Top of Available data
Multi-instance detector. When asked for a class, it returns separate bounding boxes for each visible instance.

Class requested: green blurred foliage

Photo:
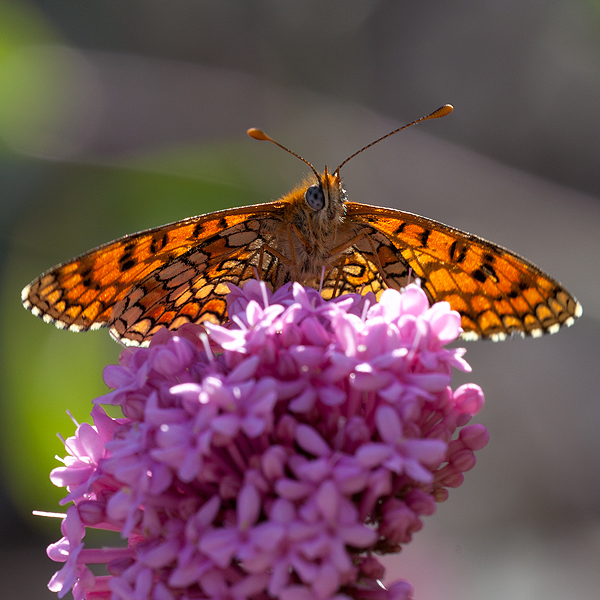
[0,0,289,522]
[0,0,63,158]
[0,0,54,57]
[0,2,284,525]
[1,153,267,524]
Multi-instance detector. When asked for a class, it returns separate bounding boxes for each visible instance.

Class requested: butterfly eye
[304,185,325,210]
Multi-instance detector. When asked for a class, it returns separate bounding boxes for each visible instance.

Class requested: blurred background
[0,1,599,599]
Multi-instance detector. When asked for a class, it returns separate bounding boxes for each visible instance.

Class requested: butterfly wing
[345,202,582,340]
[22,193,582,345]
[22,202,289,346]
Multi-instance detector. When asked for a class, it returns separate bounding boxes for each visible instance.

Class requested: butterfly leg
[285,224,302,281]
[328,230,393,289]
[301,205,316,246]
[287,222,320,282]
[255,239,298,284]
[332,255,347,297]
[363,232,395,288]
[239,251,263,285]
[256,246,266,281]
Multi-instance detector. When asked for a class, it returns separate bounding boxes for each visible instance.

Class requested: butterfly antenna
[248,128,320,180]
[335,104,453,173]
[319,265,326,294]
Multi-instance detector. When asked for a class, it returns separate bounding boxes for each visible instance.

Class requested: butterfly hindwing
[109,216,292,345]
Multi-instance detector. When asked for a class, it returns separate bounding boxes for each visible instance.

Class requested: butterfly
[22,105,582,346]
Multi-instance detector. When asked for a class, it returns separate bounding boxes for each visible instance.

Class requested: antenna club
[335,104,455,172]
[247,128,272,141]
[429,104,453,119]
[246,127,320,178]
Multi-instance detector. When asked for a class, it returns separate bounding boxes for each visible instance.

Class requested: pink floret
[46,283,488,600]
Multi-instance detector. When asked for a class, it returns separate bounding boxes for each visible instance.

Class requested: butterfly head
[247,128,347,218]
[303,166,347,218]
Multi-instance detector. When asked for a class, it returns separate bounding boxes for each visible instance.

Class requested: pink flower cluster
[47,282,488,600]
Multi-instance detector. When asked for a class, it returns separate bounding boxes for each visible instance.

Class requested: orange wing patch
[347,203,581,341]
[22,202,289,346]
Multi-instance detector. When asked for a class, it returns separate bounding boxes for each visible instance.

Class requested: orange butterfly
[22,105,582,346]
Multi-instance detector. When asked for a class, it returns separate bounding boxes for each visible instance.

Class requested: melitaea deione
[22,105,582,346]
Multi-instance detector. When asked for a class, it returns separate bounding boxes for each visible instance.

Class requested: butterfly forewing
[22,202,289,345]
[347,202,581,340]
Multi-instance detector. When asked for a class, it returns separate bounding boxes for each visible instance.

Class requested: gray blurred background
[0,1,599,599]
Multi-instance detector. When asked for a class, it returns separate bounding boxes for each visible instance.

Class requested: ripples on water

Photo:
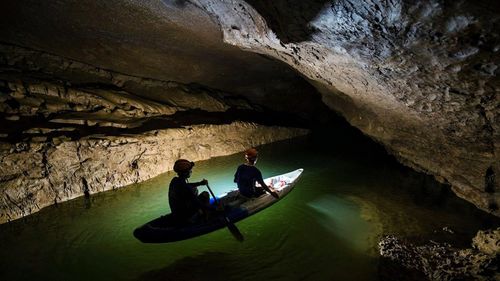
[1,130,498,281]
Bottom of Available data
## Problem details:
Everything but the pictures is needed: copy the data above exactly.

## Reply:
Multi-instance detector. When asked for a class, it returns separate bounding boxes for each visible instance.

Class requested: green blurred foliage

Photo:
[0,0,289,522]
[0,0,63,158]
[0,0,54,57]
[0,2,284,525]
[1,153,267,524]
Multi-instance detector. When asked for a class, it returns separate bounding boxes for each visible instance.

Class requested: butterfly eye
[304,185,325,210]
Multi-instance detector. When asked for a class, it returns separate bounding boxes for each visible instance.

Class requested: blurred background
[0,1,599,599]
Multi-instance detector. When asked for a class, it returns separate bounding boxes for each visible instance.

Class requested: butterfly wing
[345,202,582,340]
[22,193,582,345]
[22,202,289,346]
Multi-instance detector. When asked for a class, it returns separate bounding boxes for each visible instance.

Class requested: butterfly leg
[285,224,302,281]
[328,230,393,289]
[301,205,316,246]
[287,222,320,282]
[255,239,298,284]
[332,255,347,297]
[363,232,395,288]
[239,251,263,285]
[256,246,266,281]
Multi-instance detector. When asked for a class, it returns separate bounding boxes for each visible instance.

Class requested: butterfly antenna
[248,128,320,180]
[335,104,453,173]
[319,265,326,294]
Multi-instance detector. When asked for a class, it returns separate bounding boxes for each visible instance.

Class requested: butterfly hindwing
[109,216,292,345]
Multi-instance detector. When asked for a class, it returns separate bounding boxes for each visible instance.

Class requested: butterfly
[22,105,582,346]
Multi-instance detector. When asked for a class, it returns separate bounding boxes for each visible instance.

Class requested: antenna club
[335,104,455,172]
[247,128,272,141]
[429,104,453,119]
[246,127,320,178]
Multi-instance detector. When asked for a class, it returns separate bounding boxes for each visible instance.

Class requested: pink floret
[46,283,488,600]
Multi-instance detector. When asked for a class, it returns separate bounding boxes for each visible instance.

Class requested: butterfly head
[247,128,347,218]
[303,166,347,218]
Multi-instance detector. When asked for a class, it returns separate bounding boxes for each visible instance.

Class requested: pink flower cluster
[47,282,488,600]
Multi-instance detector. When asked for a class, it returns separate bounding boxes for each visible instance.

Class requested: orange wing patch
[347,203,581,341]
[22,202,289,346]
Multi-instance detector. When asked for a class, it returns separate bounding boxes for each visible instance.

Class requested: orange butterfly
[22,105,582,346]
Multi-instance detector. When asked for a class, it returns separate bounding boxes for each visible instance.

Class requested: melitaea deione
[22,105,582,346]
Multi-instance detector. When asked for a class, it returns separate bounding boxes for each visible instance.

Class requested: butterfly forewing
[22,202,289,345]
[347,202,581,340]
Multi-instance detector. When asked for a class, it returns separate bounding boxes for each visible instance.

Class requested: gray blurred background
[0,1,599,599]
Multi-instance detector. When asked for a class, it returns separate bounding boxes for each visible instance.

Class requested: ripples on water

Photo:
[1,130,498,281]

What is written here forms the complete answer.